## ACTION ITEM
Nothing but the lines from the start of the entries through the line containing "-- a row prints like pixel 139 109" should appear in the answer, each given exactly.

Data excerpts
──────────────────────────────
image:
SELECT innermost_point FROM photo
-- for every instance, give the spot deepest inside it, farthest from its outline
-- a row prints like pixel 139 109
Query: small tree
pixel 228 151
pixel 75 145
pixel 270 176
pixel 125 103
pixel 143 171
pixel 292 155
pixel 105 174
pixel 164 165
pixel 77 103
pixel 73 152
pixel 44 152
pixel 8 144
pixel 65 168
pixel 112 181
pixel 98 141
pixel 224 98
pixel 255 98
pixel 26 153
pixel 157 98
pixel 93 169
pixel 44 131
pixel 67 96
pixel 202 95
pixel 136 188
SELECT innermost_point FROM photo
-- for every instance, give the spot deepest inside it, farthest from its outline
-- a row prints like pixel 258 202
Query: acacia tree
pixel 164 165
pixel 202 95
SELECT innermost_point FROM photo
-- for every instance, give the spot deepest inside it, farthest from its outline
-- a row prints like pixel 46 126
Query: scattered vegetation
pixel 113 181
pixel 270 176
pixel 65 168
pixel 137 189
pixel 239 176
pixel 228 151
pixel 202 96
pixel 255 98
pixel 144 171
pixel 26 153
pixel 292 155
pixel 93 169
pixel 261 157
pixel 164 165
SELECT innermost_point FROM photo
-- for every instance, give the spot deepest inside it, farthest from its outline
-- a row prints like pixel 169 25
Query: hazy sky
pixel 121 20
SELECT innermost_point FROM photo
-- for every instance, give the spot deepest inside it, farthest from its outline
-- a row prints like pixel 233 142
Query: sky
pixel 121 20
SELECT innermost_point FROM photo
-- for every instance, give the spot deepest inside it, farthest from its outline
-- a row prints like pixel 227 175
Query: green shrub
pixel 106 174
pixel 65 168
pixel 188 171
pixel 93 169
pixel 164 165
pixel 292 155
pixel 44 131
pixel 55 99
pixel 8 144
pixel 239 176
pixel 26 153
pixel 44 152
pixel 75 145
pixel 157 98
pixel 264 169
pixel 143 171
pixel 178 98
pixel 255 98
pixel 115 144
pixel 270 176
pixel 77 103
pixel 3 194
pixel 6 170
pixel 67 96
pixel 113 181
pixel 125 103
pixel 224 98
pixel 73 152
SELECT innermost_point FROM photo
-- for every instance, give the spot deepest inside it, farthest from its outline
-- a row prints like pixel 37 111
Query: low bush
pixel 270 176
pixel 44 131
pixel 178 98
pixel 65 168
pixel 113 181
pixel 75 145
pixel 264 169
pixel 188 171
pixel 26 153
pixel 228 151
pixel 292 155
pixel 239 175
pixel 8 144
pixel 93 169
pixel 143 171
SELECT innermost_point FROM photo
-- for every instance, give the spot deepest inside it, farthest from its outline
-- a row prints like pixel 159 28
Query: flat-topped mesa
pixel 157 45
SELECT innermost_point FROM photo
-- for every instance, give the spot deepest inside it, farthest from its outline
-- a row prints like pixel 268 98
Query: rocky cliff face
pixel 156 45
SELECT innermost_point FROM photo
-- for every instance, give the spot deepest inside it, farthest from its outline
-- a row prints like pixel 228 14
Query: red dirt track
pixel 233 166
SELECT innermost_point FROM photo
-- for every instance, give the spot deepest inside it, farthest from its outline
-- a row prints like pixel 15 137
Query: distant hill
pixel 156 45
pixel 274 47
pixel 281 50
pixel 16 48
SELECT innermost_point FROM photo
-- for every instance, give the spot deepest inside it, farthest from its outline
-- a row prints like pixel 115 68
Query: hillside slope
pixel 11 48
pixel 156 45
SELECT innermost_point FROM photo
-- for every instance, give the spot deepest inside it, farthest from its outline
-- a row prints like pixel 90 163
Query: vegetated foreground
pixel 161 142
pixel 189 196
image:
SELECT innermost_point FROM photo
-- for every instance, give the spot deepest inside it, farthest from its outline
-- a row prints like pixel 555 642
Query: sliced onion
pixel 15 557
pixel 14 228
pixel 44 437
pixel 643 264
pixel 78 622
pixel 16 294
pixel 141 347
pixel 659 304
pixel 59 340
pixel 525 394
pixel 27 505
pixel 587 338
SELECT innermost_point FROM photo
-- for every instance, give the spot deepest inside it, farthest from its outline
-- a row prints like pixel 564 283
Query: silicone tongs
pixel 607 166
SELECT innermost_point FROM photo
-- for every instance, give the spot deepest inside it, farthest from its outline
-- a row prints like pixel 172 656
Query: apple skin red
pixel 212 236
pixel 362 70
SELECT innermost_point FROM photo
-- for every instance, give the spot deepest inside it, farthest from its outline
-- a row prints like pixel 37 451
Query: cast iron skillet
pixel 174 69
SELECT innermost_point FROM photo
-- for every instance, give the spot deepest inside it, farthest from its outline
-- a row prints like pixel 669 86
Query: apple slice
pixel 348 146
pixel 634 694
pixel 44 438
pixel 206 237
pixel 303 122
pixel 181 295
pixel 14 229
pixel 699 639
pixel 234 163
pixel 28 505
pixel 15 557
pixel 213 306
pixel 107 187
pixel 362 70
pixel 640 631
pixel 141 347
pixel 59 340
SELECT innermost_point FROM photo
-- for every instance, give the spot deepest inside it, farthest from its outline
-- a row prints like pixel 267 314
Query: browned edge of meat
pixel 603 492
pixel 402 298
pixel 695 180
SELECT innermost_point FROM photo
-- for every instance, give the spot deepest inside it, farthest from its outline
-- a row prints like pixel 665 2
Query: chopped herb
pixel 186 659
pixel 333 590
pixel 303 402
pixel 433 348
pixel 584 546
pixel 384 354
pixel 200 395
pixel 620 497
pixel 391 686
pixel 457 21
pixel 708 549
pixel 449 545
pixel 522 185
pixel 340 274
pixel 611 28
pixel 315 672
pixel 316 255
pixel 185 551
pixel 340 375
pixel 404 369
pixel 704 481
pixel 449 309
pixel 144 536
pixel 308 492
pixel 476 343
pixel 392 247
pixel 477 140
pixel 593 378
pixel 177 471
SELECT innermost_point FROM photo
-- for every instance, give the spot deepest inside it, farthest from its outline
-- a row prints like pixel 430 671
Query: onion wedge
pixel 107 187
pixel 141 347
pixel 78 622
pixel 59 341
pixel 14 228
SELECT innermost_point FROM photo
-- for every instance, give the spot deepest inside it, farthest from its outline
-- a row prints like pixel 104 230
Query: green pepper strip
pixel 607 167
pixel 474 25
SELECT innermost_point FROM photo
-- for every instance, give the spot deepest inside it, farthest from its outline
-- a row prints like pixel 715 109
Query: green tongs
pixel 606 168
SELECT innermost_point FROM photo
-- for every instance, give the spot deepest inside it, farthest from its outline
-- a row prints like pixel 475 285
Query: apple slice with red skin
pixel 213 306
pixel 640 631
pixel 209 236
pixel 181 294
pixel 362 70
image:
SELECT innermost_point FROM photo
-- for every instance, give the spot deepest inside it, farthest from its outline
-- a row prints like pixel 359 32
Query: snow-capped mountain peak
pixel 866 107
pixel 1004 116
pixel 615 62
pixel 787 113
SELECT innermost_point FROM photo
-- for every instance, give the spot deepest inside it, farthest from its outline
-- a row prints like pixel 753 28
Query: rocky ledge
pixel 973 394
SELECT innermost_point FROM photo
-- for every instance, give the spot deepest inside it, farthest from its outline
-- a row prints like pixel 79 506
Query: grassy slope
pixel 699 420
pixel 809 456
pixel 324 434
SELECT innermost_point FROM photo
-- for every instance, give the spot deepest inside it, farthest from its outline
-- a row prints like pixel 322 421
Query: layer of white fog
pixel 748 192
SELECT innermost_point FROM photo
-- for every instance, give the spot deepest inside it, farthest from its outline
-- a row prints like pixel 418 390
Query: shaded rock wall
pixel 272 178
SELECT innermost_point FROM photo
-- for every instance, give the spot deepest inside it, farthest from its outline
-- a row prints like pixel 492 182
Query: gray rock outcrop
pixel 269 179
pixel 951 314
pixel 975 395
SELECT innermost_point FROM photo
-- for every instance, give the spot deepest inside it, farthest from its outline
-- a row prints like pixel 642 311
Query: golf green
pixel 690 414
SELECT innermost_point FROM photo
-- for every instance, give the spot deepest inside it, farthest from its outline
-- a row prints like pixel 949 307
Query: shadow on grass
──────────────────────────────
## EXERCISE RESPONSE
image:
SELECT innermost_point FROM photo
-- for every instance, give the spot deepest inside it, farthest from its outline
-- a row prints like pixel 139 109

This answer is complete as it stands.